■ RECORDED INFORMATION ■
+---+
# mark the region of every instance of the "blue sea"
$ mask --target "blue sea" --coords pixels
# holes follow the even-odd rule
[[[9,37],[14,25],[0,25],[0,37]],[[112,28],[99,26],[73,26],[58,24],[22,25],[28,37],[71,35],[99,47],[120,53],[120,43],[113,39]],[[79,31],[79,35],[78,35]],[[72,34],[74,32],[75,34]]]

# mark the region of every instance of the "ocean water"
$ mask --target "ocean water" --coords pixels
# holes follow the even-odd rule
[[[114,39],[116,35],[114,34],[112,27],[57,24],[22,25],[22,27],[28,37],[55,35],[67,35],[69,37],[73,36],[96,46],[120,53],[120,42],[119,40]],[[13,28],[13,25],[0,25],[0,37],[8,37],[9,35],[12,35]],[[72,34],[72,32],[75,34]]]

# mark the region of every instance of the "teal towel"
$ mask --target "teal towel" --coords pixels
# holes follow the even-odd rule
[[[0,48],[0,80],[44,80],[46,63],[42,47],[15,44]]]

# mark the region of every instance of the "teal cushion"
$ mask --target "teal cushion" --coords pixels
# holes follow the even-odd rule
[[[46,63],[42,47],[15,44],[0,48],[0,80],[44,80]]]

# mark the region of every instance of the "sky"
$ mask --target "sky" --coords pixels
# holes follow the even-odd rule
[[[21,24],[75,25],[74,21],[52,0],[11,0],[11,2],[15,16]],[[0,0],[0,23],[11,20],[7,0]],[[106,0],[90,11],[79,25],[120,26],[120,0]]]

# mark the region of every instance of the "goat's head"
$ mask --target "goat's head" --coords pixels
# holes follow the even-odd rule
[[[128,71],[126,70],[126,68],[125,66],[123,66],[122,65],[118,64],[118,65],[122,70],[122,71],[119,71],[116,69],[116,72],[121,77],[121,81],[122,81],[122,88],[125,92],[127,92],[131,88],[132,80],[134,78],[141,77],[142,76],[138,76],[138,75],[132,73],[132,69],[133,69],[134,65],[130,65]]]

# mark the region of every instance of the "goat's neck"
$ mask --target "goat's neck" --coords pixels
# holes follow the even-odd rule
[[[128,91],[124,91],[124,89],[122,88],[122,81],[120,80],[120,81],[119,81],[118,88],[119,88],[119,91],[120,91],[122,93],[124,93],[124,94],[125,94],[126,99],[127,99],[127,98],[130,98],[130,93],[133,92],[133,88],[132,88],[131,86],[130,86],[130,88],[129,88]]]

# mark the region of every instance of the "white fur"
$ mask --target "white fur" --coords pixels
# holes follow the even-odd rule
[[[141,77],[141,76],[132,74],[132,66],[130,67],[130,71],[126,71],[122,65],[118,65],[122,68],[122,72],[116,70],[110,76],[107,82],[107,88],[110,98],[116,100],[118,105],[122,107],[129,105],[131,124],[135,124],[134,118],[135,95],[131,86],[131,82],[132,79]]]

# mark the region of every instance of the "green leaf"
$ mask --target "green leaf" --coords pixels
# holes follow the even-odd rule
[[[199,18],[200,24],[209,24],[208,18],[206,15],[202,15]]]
+---+
■ SET PROBLEM ■
Reproduce all of the lines above, substituting "turquoise" for every occurrence of "teal" and leaving everything else unchanged.

■ REPLY TO THE TASK ■
# mark the region of every instance of the "blue sea"
$ mask --target "blue sea" --coords pixels
# holes follow the even-odd rule
[[[9,37],[14,25],[0,25],[0,37]],[[112,28],[99,26],[73,26],[58,24],[22,25],[28,37],[71,35],[99,47],[120,53],[120,43],[113,39]],[[79,31],[79,35],[78,35]],[[72,34],[74,32],[75,34]]]

# mark the region of every instance of the "ocean water"
$ mask --target "ocean water" --coords pixels
# holes follow the even-odd rule
[[[114,39],[116,35],[114,34],[112,27],[57,24],[22,25],[22,27],[28,37],[55,35],[67,35],[69,37],[73,36],[96,46],[120,53],[120,42],[119,40]],[[13,28],[13,25],[0,25],[0,37],[8,37],[9,35],[12,35]],[[72,34],[72,32],[75,34]]]

# mark the region of every instance of the "turquoise towel"
$ mask --target "turquoise towel" --coords pixels
# holes follow the even-odd rule
[[[0,48],[0,80],[44,80],[46,63],[42,47],[15,44]]]

# mark the region of every instance of the "turquoise cushion"
$ mask --target "turquoise cushion" --coords pixels
# holes follow the even-odd rule
[[[46,63],[42,47],[15,44],[0,48],[0,80],[44,80]]]

# mark the region of every instance of the "sky"
$ mask --target "sky" --coords pixels
# holes follow the even-odd rule
[[[21,24],[75,25],[74,21],[52,0],[11,0],[11,2],[15,16]],[[0,0],[0,23],[11,20],[7,0]],[[106,0],[90,11],[79,25],[120,26],[120,0]]]

# mark the region of every instance of the "goat's head"
$ mask --target "goat's head" --coords pixels
# holes follow the even-odd rule
[[[128,71],[126,70],[126,68],[125,66],[123,66],[122,65],[118,64],[118,65],[122,70],[122,71],[119,71],[116,69],[116,72],[121,77],[121,81],[122,81],[122,88],[125,92],[127,92],[131,88],[132,80],[134,78],[141,77],[142,76],[138,76],[138,75],[132,73],[132,69],[133,69],[134,65],[130,65]]]

# mark the region of every instance of the "goat's neck"
$ mask --target "goat's neck" --coords pixels
# holes follow the even-odd rule
[[[128,91],[124,91],[124,89],[122,88],[122,81],[120,80],[120,81],[119,81],[118,88],[119,88],[119,91],[120,91],[122,93],[124,93],[124,94],[125,94],[126,99],[127,99],[127,98],[130,98],[130,93],[133,92],[133,88],[132,88],[131,86],[130,86],[130,88],[129,88]]]

# mark the region of every instance of the "white fur"
$ mask --target "white fur" --coords pixels
# holes follow the even-odd rule
[[[141,77],[141,76],[132,74],[132,66],[130,67],[130,71],[126,71],[122,65],[118,65],[122,68],[122,72],[116,70],[110,76],[107,82],[107,88],[110,98],[116,100],[118,105],[122,107],[129,105],[131,124],[135,124],[134,118],[135,95],[131,86],[131,82],[132,79]]]

# mark the region of every instance of the "green leaf"
$ mask --target "green leaf" --coords pixels
# holes follow the even-odd rule
[[[199,18],[200,24],[209,24],[208,18],[206,15],[202,15]]]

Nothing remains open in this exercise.